### Passage to read
==========

The MHRA has published its Regulatory Roadmap, intended to “protect patient safety and enable access without delay for UK patients to innovative medical technologies” including implantable devices, healthcare AI and software, and diagnostics for the early detection and prevention of disease.
These technologies, according to the MHRA, “all demand a new regulatory framework”, which sees the agency introduce a series of new Statutory Instruments, along with plans to put in place priority measures for patient safety and to have the “core elements” of the new framework in place by 2025.
The planned regulations are also designed to deliver “greater international harmonisation”, focusing on maintaining a more patient-centred and proportionate set of requirements for medical devices, which are responsive to technological advances.
Dr Laura Squire, MHRA med tech regulatory reform lead and chief officer for healthcare, quality and access, said: “Today’s exciting medical technology advances offer important new opportunities for patient care and improvements to healthcare delivery. We are therefore delighted to begin this new year by setting out a comprehensive plan for significant improvements to the regulatory framework for medical devices over the next two years.”
She added that the new framework will “strengthen the MHRA’s ability to keep patients safe, while at the same time contributing to an environment which encourages the launch of the most innovative healthcare products that make a real difference to the public’s health. The roadmap sets out how we will work with stakeholders including patients as the process moves forward, giving early sight of what is to come and giving us feedback about the guidance they will need, to ensure the successful implementation of these wide-ranging UK reforms.”

==========

### Your assignment
Answer these questions using the article on the MHRA roadmap above:
(a) By what year does the MHRA intend to have the "core elements" of the new framework in place?
(b) Besides being the med tech regulatory reform lead, what post does Dr Laura Squire hold?
(c) What international outcome are the planned regulations designed to deliver?
The lines that come next are separate material with no connection to the article on the MHRA roadmap.

### Entries supplied
==========

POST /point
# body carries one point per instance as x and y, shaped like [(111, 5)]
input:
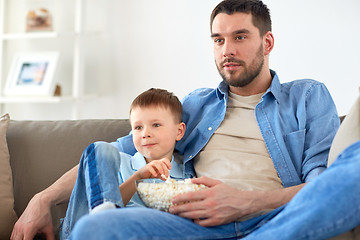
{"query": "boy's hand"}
[(155, 169)]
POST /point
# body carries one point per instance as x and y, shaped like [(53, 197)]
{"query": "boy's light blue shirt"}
[(298, 121)]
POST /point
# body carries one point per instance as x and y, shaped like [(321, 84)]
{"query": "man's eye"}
[(240, 37)]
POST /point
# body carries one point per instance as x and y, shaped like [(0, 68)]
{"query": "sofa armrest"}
[(42, 151)]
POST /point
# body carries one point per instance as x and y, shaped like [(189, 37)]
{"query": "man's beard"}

==========

### Problem solution
(a) 2025.
(b) Chief officer for healthcare, quality and access.
(c) Greater international harmonisation.